(Saved entries)
▬▬▬

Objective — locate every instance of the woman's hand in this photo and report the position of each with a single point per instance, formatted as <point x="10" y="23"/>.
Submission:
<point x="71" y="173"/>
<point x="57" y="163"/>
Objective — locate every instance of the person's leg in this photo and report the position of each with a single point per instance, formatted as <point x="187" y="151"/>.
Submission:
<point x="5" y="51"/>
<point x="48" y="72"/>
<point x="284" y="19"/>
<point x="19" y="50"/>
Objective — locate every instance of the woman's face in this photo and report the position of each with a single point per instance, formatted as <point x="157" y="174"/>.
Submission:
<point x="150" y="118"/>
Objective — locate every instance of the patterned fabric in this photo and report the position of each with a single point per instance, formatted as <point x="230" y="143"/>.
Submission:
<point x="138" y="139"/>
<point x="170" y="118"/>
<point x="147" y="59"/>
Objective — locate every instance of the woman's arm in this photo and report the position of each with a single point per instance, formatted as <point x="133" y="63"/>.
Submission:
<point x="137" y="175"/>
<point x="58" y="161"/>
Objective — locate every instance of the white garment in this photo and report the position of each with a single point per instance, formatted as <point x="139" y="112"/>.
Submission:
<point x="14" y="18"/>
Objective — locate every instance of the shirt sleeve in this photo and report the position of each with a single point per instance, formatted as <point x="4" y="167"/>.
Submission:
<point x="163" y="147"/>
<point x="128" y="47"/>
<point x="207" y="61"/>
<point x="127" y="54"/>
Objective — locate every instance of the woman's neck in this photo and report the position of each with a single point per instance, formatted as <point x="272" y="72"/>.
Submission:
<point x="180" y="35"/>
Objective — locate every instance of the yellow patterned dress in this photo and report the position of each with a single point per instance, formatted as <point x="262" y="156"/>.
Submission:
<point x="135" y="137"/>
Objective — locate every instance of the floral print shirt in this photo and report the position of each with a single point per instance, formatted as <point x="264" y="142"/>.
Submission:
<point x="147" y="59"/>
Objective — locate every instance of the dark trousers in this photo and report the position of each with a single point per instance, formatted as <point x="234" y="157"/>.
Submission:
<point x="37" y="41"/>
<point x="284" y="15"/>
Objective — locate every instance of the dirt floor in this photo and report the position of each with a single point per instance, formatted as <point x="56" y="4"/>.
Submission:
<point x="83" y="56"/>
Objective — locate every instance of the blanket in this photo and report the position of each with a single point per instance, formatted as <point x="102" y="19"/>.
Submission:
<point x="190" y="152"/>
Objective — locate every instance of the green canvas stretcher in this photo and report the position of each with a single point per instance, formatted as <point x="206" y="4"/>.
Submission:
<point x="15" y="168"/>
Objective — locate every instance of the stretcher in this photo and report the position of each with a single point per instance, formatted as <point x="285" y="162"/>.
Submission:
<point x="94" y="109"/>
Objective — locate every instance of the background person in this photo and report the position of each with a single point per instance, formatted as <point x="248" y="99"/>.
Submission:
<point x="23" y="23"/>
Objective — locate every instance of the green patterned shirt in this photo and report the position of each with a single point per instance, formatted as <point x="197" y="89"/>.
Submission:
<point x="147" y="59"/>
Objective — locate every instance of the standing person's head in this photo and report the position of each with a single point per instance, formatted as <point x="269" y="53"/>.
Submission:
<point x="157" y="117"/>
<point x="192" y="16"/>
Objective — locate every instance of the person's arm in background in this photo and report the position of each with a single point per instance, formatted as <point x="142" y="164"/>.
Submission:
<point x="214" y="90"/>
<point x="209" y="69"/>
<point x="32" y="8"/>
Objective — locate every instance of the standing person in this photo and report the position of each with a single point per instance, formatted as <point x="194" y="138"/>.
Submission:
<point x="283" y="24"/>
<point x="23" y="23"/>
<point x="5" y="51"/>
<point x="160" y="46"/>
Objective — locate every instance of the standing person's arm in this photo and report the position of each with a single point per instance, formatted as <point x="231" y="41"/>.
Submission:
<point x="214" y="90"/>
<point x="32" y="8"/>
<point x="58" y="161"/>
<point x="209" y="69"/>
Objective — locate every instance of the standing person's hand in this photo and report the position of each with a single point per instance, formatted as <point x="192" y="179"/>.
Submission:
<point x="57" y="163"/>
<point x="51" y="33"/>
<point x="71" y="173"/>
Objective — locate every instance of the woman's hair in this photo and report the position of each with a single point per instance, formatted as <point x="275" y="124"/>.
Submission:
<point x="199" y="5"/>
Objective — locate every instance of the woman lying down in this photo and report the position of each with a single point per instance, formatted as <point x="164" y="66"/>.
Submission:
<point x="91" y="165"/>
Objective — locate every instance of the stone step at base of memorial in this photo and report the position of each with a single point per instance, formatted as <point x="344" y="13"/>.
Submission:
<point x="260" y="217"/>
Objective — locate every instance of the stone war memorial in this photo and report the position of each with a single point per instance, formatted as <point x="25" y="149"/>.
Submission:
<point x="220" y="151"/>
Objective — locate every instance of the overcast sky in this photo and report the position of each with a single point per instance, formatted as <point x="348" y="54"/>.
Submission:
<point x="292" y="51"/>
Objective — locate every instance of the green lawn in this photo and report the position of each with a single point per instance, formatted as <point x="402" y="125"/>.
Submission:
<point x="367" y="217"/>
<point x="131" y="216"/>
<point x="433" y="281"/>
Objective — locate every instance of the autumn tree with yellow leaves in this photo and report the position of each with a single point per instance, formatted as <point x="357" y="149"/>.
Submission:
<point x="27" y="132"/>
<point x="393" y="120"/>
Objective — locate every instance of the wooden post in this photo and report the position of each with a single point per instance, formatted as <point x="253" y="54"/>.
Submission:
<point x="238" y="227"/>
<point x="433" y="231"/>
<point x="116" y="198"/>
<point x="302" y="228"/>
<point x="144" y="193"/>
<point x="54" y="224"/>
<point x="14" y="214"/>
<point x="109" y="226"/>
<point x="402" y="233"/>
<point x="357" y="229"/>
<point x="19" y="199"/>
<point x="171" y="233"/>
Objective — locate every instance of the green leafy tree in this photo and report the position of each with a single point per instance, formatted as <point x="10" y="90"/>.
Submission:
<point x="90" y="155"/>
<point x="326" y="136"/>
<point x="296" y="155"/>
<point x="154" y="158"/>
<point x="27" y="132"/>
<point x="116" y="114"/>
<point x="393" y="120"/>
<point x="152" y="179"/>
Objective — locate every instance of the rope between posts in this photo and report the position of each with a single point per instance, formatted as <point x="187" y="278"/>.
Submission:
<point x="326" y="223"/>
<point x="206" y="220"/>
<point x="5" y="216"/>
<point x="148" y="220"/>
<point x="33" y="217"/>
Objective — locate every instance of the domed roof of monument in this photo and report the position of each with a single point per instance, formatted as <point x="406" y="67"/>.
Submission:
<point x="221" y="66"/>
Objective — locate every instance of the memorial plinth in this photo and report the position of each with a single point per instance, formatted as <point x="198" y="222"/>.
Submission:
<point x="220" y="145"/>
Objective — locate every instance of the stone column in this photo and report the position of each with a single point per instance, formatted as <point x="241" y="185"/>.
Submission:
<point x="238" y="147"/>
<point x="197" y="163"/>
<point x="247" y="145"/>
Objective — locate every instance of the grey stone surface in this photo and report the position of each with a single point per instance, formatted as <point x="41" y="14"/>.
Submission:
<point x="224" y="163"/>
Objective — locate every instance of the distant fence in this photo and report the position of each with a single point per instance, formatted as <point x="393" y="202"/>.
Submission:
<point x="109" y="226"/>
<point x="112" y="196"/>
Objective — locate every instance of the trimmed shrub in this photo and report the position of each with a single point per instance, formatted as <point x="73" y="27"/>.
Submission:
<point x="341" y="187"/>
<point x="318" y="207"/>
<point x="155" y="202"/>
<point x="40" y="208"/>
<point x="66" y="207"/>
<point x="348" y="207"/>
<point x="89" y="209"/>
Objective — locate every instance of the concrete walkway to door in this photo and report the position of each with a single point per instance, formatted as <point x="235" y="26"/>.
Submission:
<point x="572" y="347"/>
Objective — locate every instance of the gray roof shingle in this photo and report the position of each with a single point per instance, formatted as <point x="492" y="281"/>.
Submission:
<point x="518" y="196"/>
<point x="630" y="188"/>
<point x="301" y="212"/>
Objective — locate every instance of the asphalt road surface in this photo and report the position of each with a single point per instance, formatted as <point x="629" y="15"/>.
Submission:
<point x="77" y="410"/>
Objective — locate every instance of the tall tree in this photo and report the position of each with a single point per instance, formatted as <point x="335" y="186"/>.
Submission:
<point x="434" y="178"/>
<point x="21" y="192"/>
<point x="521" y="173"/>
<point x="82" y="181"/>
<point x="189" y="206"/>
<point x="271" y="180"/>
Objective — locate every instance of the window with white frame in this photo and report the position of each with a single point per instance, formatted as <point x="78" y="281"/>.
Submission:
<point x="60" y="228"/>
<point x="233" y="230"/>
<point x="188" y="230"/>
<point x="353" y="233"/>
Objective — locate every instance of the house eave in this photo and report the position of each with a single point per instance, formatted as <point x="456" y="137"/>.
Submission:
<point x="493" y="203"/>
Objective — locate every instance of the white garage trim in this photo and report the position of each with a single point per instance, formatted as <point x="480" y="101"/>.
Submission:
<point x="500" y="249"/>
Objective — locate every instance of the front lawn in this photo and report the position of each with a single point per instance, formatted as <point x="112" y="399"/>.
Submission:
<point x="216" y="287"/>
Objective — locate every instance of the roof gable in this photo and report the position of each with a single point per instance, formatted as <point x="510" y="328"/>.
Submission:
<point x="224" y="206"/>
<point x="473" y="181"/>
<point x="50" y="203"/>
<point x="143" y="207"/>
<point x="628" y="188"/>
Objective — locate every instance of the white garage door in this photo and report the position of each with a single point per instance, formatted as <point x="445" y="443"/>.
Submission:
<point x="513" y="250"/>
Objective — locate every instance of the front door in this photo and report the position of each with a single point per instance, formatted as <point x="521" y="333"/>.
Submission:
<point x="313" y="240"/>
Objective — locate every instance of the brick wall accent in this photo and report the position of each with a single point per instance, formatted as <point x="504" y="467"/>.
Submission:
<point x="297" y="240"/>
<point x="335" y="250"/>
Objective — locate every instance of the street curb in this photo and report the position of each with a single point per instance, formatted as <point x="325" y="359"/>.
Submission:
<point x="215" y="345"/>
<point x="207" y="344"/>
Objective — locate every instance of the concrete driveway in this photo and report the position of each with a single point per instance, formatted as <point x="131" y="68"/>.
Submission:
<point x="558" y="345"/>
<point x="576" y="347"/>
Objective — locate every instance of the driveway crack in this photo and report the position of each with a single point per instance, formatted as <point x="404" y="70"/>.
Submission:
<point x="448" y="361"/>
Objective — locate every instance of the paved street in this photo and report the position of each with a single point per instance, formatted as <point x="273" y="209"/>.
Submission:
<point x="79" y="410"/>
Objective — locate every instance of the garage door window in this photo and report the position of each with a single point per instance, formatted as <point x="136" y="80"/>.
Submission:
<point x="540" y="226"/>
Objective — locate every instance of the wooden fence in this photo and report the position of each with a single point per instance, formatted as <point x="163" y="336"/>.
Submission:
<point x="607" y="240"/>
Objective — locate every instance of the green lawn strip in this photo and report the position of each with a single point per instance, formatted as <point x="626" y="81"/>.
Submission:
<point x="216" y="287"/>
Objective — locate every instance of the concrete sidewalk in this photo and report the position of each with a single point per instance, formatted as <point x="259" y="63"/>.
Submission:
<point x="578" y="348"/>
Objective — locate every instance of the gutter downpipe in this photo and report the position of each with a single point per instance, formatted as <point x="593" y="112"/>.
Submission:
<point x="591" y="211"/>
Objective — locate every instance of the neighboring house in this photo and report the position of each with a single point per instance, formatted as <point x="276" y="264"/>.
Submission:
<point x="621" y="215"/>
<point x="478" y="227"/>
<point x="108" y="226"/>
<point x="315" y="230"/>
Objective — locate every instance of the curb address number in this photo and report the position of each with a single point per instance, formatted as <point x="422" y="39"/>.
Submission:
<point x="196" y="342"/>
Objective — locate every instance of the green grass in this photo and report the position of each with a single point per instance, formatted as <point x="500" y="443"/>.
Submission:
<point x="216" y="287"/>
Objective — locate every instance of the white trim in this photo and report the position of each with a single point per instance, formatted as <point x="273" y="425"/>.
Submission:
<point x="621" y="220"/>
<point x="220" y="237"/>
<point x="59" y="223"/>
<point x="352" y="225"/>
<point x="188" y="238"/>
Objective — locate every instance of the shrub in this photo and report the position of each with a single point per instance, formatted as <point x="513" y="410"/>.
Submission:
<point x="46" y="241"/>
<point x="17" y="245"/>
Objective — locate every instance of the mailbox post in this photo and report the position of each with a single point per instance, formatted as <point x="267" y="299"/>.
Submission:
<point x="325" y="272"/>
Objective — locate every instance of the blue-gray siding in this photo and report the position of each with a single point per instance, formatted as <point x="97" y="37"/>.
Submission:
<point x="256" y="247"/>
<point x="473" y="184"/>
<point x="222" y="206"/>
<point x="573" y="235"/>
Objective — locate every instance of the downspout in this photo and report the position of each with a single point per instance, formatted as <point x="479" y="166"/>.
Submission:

▬▬▬

_Exercise directions_: Search the records above for the string "shrub". Copy every line that contains it.

_Answer section_:
Objective — locate every instance of the trimmed shrub in this photo and report the position of each with a single point per instance, formatted as <point x="73" y="27"/>.
Objective — locate every instance of the shrub in this photo and report the position of each with a single point per instance, formatted as <point x="513" y="410"/>.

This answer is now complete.